» What you will do: Reproduce all of the listing below without alteration.

» Supplied material:

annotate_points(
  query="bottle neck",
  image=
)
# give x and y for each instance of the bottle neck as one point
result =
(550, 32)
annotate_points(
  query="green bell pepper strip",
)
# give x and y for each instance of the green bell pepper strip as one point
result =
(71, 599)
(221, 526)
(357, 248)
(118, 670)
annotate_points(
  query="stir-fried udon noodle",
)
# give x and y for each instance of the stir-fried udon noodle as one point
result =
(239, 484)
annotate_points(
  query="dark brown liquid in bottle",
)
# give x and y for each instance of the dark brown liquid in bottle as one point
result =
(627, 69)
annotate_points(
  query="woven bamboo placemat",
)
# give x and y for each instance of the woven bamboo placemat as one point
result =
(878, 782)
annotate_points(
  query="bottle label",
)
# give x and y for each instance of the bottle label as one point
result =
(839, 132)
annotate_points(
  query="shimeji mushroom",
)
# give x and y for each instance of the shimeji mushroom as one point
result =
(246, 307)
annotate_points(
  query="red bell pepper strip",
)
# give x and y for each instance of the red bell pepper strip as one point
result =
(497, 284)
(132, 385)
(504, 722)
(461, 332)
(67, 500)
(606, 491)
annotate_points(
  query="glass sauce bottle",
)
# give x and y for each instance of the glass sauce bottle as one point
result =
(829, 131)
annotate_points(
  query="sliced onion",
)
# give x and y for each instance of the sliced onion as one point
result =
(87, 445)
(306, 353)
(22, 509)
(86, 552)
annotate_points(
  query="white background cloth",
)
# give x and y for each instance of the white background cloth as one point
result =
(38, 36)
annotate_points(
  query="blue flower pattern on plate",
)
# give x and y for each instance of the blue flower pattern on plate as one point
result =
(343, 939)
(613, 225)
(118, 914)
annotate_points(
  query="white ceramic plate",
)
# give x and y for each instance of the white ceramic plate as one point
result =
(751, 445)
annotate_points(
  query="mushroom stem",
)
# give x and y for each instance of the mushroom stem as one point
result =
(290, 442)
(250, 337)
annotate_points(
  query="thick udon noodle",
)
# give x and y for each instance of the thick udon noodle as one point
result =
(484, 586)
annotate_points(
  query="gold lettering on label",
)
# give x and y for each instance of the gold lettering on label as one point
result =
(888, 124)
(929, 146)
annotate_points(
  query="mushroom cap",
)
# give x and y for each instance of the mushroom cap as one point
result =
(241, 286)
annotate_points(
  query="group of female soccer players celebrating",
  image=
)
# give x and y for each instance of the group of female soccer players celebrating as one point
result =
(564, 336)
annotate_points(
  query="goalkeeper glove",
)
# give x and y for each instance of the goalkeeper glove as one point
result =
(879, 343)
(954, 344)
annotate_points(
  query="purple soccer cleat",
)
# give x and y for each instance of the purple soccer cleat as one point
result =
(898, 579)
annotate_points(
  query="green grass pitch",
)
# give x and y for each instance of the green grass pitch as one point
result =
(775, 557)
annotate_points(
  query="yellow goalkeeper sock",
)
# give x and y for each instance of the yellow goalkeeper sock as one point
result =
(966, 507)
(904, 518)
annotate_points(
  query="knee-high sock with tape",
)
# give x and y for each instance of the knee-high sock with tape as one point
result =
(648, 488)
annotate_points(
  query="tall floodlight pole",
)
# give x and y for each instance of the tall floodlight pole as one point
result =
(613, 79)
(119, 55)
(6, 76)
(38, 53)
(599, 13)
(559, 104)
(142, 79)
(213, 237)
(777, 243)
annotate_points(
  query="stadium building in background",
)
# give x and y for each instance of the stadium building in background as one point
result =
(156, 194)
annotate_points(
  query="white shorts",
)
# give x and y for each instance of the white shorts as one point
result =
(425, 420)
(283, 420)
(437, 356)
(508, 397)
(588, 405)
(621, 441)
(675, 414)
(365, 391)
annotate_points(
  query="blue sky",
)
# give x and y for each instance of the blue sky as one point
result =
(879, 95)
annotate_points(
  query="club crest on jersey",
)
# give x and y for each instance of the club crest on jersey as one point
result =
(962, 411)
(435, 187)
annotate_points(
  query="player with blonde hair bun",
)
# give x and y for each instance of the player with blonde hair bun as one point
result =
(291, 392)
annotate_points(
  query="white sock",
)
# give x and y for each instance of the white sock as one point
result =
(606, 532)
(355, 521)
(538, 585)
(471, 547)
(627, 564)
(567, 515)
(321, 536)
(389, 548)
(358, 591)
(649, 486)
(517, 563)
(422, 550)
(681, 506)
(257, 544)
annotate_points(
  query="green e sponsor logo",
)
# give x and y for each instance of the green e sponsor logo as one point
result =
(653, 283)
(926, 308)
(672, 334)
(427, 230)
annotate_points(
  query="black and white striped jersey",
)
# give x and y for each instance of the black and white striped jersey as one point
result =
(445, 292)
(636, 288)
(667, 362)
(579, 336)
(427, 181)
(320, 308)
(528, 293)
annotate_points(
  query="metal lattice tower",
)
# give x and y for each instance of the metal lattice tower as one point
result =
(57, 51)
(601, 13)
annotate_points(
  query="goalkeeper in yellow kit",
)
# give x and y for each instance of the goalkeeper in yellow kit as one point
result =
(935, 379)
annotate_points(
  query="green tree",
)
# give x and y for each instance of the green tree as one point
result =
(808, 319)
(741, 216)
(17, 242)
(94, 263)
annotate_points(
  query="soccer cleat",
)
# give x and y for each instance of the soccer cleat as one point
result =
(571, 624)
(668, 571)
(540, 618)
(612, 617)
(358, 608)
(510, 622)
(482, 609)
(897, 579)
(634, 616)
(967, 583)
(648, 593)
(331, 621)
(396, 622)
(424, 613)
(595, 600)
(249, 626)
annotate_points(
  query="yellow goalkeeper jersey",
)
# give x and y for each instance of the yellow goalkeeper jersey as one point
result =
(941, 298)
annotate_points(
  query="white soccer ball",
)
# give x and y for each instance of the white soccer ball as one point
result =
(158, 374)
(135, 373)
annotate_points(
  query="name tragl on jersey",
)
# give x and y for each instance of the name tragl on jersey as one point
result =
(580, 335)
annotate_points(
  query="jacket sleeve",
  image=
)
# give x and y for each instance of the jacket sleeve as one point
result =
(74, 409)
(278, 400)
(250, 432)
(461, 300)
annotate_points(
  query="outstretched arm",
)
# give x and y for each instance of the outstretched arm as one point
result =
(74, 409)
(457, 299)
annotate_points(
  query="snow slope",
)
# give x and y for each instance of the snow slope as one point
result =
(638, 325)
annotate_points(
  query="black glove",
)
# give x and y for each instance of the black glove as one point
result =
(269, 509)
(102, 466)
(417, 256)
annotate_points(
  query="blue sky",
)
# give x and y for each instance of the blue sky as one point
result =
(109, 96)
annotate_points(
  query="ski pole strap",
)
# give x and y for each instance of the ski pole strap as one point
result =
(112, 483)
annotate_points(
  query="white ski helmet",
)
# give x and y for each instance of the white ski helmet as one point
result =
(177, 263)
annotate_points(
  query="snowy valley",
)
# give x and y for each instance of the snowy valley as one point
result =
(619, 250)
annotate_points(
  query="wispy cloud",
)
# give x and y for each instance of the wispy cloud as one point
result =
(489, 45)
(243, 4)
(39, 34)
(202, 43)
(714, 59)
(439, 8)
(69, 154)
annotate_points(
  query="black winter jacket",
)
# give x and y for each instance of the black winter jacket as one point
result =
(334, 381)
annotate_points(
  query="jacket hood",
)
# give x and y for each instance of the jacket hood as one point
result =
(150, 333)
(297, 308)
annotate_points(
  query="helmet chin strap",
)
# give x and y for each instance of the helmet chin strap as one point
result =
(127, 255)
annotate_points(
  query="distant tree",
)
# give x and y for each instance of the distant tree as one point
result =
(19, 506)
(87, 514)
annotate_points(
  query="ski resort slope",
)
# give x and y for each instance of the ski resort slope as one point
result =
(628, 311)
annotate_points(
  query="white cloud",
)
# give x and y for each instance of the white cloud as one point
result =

» Task response:
annotate_points(
  query="bottle neck",
  image=
)
# give x and y for each instance of the bottle neck as one point
result =
(550, 32)
annotate_points(
  query="green bell pepper strip",
)
# give x and y for each instance of the green bell pepper strip as one point
result =
(71, 599)
(221, 526)
(357, 248)
(118, 670)
annotate_points(
  query="stir-fried udon noodle",
)
# give x and y for each instance of the stir-fried udon noodle as one point
result =
(239, 484)
annotate_points(
  query="dark brown liquid in bottle",
)
# give x and y for each instance of the dark brown liquid in bottle as one point
result =
(627, 69)
annotate_points(
  query="woven bamboo placemat",
)
# give x and y for each instance of the woven bamboo placemat as one point
result =
(878, 782)
annotate_points(
  query="bottle label",
)
# give x and y for each instance of the bottle label as one point
result =
(839, 132)
annotate_points(
  query="shimeji mushroom",
)
# give x and y for each instance of the shimeji mushroom as one point
result =
(246, 307)
annotate_points(
  query="red bell pepper strip",
)
# give x and y for each instance of the red bell pepper strip as one point
result =
(497, 284)
(132, 385)
(504, 722)
(461, 332)
(67, 500)
(606, 491)
annotate_points(
  query="glass sauce bottle",
)
# give x and y for each instance of the glass sauce bottle as one point
result =
(829, 131)
annotate_points(
  query="sliced onion",
)
# give x and y for each instance of the sliced onion as one point
result =
(87, 445)
(306, 353)
(22, 509)
(86, 552)
annotate_points(
  query="white background cloth",
)
# give x and y for each instance of the white background cloth as one point
result =
(38, 36)
annotate_points(
  query="blue flower pattern on plate",
)
# give x and y for each instance of the blue flower pattern on plate as one point
result =
(343, 939)
(613, 225)
(118, 914)
annotate_points(
  query="white ceramic plate",
)
# give x and y for each instance of the white ceramic plate as one point
result =
(751, 445)
annotate_points(
  query="mushroom stem",
)
# give x and y for each instance of the mushroom stem as one point
result =
(290, 442)
(250, 337)
annotate_points(
  query="thick udon noodle",
)
# give x and y for each instance of the thick udon noodle as one point
result =
(484, 586)
annotate_points(
  query="gold lettering on label",
)
# give x and y for each instance of the gold lettering on label as one point
result =
(888, 124)
(929, 146)
annotate_points(
  query="mushroom cap",
)
# give x and y for each instance of the mushroom cap as one point
result =
(241, 286)
annotate_points(
  query="group of female soccer players celebrating",
  image=
)
# give x and y for each instance of the group of female soccer players celebrating as one point
result =
(564, 336)
annotate_points(
  query="goalkeeper glove",
)
# give x and y for each instance of the goalkeeper glove as one point
result =
(879, 343)
(954, 344)
annotate_points(
  query="purple soccer cleat",
)
# give x and y for each instance of the purple soccer cleat as one point
result =
(898, 579)
annotate_points(
  query="green grass pitch",
)
# give x and y for each instance of the green grass pitch as one point
result =
(775, 557)
annotate_points(
  query="yellow goalkeeper sock",
)
# give x and y for each instance of the yellow goalkeeper sock as one point
result =
(966, 507)
(904, 518)
annotate_points(
  query="knee-high sock with tape",
)
# give x and y for each instance of the knee-high sock with tape as one point
result =
(648, 488)
annotate_points(
  query="tall floodlight pole",
)
# give x and y for each instance of the tall floodlight pole as one point
result =
(613, 79)
(119, 55)
(6, 76)
(38, 53)
(599, 13)
(559, 104)
(142, 79)
(213, 237)
(777, 243)
annotate_points(
  query="stadium building in background",
)
# give x and y for each instance of the stadium building in background as one point
result =
(156, 194)
annotate_points(
  query="white shorts",
)
# give x and y for each instance of the white shorts as one point
result =
(425, 420)
(283, 420)
(437, 356)
(508, 397)
(588, 405)
(621, 441)
(675, 414)
(365, 391)
annotate_points(
  query="blue sky",
)
# give x and y for each instance of the blue sky as one point
result =
(879, 95)
annotate_points(
  query="club crest on jersey",
)
# give x and y for each instance of the club crest on jersey as one point
result =
(962, 411)
(435, 187)
annotate_points(
  query="player with blonde hair bun",
)
# give x and y for each instance of the player with blonde hair bun as one point
result =
(291, 392)
annotate_points(
  query="white sock",
)
# give x and y for each instance of the white sock as one point
result =
(606, 532)
(355, 521)
(538, 585)
(471, 547)
(627, 564)
(567, 515)
(321, 536)
(389, 548)
(358, 591)
(649, 486)
(517, 563)
(422, 550)
(681, 506)
(257, 544)
annotate_points(
  query="green e sponsor logo",
)
# give x and y for each instance of the green e sponsor logo as one point
result =
(653, 283)
(926, 308)
(672, 334)
(427, 230)
annotate_points(
  query="black and white striped jersey",
)
# give x and y for each instance of the black and white striped jersey as one point
result =
(445, 292)
(636, 288)
(667, 362)
(579, 336)
(427, 181)
(320, 308)
(528, 293)
annotate_points(
  query="metal lattice tower",
)
# give x and y for each instance of the metal lattice tower as one point
result =
(57, 51)
(601, 13)
annotate_points(
  query="goalkeeper in yellow kit",
)
# give x and y for each instance of the goalkeeper in yellow kit as one point
result =
(935, 379)
annotate_points(
  query="green tree",
)
# give x and y for each instance of the green tree as one point
result =
(808, 319)
(741, 216)
(17, 242)
(94, 263)
annotate_points(
  query="soccer cleat",
)
# give x and y for each instance of the soccer cleat as one point
result =
(571, 624)
(668, 571)
(540, 618)
(612, 617)
(358, 608)
(510, 622)
(482, 609)
(897, 579)
(634, 616)
(967, 583)
(648, 593)
(331, 621)
(396, 622)
(424, 613)
(595, 600)
(249, 626)
annotate_points(
  query="yellow goalkeeper jersey",
)
# give x and y for each instance of the yellow goalkeeper jersey as one point
result =
(941, 298)
annotate_points(
  query="white soccer ball",
)
# give x and y for each instance of the white soccer ball as one point
result =
(158, 374)
(135, 373)
annotate_points(
  query="name tragl on jersey",
)
# give x and y for each instance of the name tragl on jersey as one point
result =
(580, 335)
annotate_points(
  query="jacket sleeve",
  image=
)
# give x and y for each instance of the jacket sleeve as one point
result =
(74, 409)
(278, 400)
(250, 432)
(461, 300)
annotate_points(
  query="outstretched arm",
)
# give x and y for each instance of the outstretched arm as one point
result =
(74, 409)
(457, 299)
annotate_points(
  query="snow slope",
)
# give x and y for each instance of the snow slope as one point
result =
(638, 325)
annotate_points(
  query="black glove",
)
# give x and y for each instance of the black glove as one point
result =
(269, 509)
(102, 466)
(417, 256)
annotate_points(
  query="blue sky",
)
# give x and y for each instance of the blue sky as one point
result =
(109, 96)
annotate_points(
  query="ski pole strap",
)
# give x and y for each instance of the ski pole strap as one point
result =
(112, 483)
annotate_points(
  query="white ski helmet",
)
# give x and y for each instance of the white ski helmet as one point
result =
(177, 263)
annotate_points(
  query="snowy valley",
)
# give x and y for each instance of the snowy valley as one point
result =
(619, 250)
annotate_points(
  query="wispy cloud",
)
# give x and y for each instance of the wispy cloud as one point
result =
(489, 45)
(243, 4)
(39, 34)
(202, 43)
(714, 59)
(439, 8)
(69, 154)
annotate_points(
  query="black winter jacket",
)
# give x and y for each instance of the black winter jacket as one point
result =
(334, 381)
annotate_points(
  query="jacket hood",
)
# give x and y for each instance of the jacket hood as one point
result =
(150, 333)
(297, 308)
annotate_points(
  query="helmet chin strap",
)
# give x and y for each instance of the helmet chin strap as one point
result =
(127, 255)
annotate_points(
  query="distant tree",
)
# give x and y for each instance of the distant tree as one point
result =
(19, 506)
(87, 514)
annotate_points(
  query="ski resort slope",
)
# give x and y for each instance of the ski resort slope as one point
result =
(628, 311)
annotate_points(
  query="white cloud",
)
# give x and y for each instance of the white cloud as one point
result =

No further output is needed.